Task brief: From the line with "<point>558,27</point>" to the line with "<point>315,348</point>", retype every line exactly, including those two, and leave out the rest of the data below.

━━━━━━━━━━━━━━━━━━━━

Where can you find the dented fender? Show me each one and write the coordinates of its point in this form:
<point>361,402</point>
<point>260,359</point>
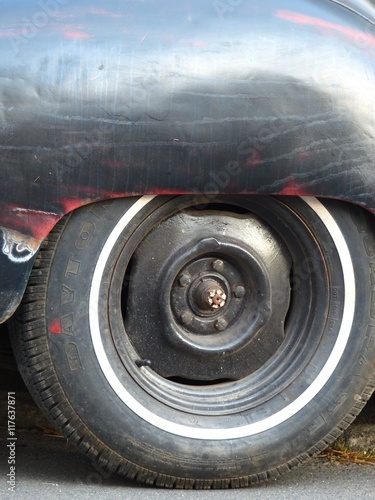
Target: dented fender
<point>268,97</point>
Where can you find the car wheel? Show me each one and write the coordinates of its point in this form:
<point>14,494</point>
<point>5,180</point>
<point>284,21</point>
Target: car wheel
<point>209,343</point>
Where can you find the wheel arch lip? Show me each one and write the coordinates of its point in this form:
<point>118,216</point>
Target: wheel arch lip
<point>297,128</point>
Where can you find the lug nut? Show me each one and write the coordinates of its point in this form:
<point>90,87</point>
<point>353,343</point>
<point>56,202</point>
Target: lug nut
<point>221,324</point>
<point>218,265</point>
<point>184,280</point>
<point>239,291</point>
<point>186,317</point>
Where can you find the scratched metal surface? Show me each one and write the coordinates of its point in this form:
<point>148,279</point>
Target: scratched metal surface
<point>179,97</point>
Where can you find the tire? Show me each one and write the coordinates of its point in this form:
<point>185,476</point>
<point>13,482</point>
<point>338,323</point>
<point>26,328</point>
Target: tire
<point>195,343</point>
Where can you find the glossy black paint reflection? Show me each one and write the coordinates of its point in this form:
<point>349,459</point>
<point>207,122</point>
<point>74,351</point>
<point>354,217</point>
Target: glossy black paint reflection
<point>133,97</point>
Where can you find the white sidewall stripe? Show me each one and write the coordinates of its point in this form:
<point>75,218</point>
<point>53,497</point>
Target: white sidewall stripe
<point>248,429</point>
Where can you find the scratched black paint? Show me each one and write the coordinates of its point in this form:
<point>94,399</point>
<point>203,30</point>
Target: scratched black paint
<point>160,97</point>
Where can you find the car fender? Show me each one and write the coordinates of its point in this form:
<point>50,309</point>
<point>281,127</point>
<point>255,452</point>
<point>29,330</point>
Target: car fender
<point>268,97</point>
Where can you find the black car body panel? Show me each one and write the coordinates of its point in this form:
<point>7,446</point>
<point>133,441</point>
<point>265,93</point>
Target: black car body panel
<point>159,97</point>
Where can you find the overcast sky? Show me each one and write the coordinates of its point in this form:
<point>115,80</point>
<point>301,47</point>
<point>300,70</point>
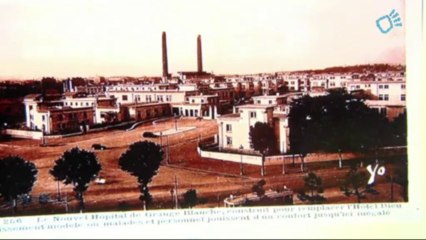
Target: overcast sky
<point>110,38</point>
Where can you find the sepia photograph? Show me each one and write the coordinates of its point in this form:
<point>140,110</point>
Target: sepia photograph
<point>120,106</point>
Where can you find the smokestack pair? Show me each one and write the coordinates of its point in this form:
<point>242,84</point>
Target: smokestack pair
<point>165,61</point>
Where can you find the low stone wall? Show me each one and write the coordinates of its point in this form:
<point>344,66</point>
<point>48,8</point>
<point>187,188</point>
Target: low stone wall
<point>231,157</point>
<point>16,133</point>
<point>324,157</point>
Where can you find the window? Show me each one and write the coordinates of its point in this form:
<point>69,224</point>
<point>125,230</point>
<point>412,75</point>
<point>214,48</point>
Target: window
<point>228,127</point>
<point>229,140</point>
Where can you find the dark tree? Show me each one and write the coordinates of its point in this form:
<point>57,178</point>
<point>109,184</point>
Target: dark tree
<point>258,188</point>
<point>354,183</point>
<point>399,175</point>
<point>142,160</point>
<point>190,197</point>
<point>77,167</point>
<point>263,139</point>
<point>313,183</point>
<point>17,177</point>
<point>399,129</point>
<point>336,122</point>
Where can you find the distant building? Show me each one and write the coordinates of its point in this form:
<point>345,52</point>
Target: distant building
<point>234,128</point>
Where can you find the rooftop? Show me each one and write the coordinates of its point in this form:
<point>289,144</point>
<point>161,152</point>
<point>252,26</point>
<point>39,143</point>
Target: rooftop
<point>256,106</point>
<point>232,115</point>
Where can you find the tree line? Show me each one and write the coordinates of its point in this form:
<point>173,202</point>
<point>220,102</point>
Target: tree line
<point>79,167</point>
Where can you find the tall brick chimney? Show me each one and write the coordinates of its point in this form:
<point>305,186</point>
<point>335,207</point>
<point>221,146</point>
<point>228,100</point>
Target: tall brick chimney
<point>165,64</point>
<point>199,54</point>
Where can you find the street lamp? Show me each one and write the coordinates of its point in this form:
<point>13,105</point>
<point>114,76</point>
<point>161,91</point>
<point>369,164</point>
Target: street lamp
<point>241,159</point>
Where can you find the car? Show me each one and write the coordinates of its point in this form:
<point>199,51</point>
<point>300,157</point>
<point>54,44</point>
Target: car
<point>149,135</point>
<point>97,146</point>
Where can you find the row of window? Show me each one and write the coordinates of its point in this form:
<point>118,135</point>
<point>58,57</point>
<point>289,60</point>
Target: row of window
<point>148,98</point>
<point>385,97</point>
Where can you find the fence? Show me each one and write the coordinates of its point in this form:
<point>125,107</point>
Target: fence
<point>232,157</point>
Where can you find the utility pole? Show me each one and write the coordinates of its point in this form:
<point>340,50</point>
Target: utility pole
<point>283,165</point>
<point>168,150</point>
<point>176,193</point>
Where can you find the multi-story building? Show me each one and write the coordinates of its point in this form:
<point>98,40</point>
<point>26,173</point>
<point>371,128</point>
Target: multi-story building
<point>234,128</point>
<point>388,97</point>
<point>51,117</point>
<point>201,106</point>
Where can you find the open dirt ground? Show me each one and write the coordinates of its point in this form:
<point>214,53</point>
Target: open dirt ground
<point>213,180</point>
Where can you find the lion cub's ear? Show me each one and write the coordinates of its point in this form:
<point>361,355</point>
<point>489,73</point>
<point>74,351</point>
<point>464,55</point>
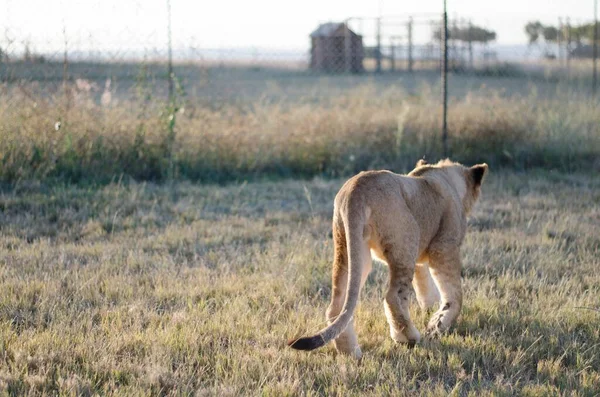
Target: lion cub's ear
<point>478,172</point>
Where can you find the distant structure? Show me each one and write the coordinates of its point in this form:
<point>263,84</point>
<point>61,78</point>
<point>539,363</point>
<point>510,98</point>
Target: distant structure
<point>584,51</point>
<point>336,49</point>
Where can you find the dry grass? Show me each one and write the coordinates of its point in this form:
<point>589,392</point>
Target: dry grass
<point>360,128</point>
<point>184,289</point>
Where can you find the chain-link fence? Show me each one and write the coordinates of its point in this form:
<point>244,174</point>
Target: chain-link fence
<point>109,57</point>
<point>362,88</point>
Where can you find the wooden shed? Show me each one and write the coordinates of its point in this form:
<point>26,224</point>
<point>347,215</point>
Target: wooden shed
<point>336,49</point>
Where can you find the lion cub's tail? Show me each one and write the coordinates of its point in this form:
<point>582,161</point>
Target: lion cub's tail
<point>354,232</point>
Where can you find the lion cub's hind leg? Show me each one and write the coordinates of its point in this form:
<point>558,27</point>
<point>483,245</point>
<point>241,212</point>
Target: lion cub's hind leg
<point>401,269</point>
<point>445,269</point>
<point>347,341</point>
<point>425,288</point>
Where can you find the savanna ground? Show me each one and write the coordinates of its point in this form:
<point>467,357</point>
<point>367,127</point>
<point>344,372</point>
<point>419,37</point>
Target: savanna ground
<point>186,288</point>
<point>152,248</point>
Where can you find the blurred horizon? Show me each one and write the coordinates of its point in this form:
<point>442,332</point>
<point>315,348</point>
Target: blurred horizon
<point>265,24</point>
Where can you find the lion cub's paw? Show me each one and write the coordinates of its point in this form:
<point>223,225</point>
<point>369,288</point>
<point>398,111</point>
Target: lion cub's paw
<point>409,335</point>
<point>438,325</point>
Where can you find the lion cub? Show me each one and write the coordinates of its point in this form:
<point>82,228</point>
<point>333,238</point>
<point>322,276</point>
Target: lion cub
<point>416,224</point>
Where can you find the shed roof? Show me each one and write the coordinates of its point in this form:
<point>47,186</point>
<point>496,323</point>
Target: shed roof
<point>330,29</point>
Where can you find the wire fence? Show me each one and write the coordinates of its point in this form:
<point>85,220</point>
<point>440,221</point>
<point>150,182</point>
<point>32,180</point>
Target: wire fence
<point>112,63</point>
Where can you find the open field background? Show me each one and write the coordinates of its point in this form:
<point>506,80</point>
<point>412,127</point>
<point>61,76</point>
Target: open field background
<point>180,288</point>
<point>233,124</point>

━━━━━━━━━━━━━━━━━━━━

Answer to this task:
<point>558,27</point>
<point>483,245</point>
<point>241,212</point>
Target: lion cub's hind leg
<point>401,269</point>
<point>445,269</point>
<point>347,341</point>
<point>425,288</point>
Where can you find the savanna ground? Show me each one and write the coordinates of its point in this form:
<point>467,357</point>
<point>367,127</point>
<point>344,372</point>
<point>419,37</point>
Target: savanna ground
<point>186,288</point>
<point>152,248</point>
Where can you find the blurred horizon? Show me each one and write the coordinates of its point in this form:
<point>442,332</point>
<point>315,348</point>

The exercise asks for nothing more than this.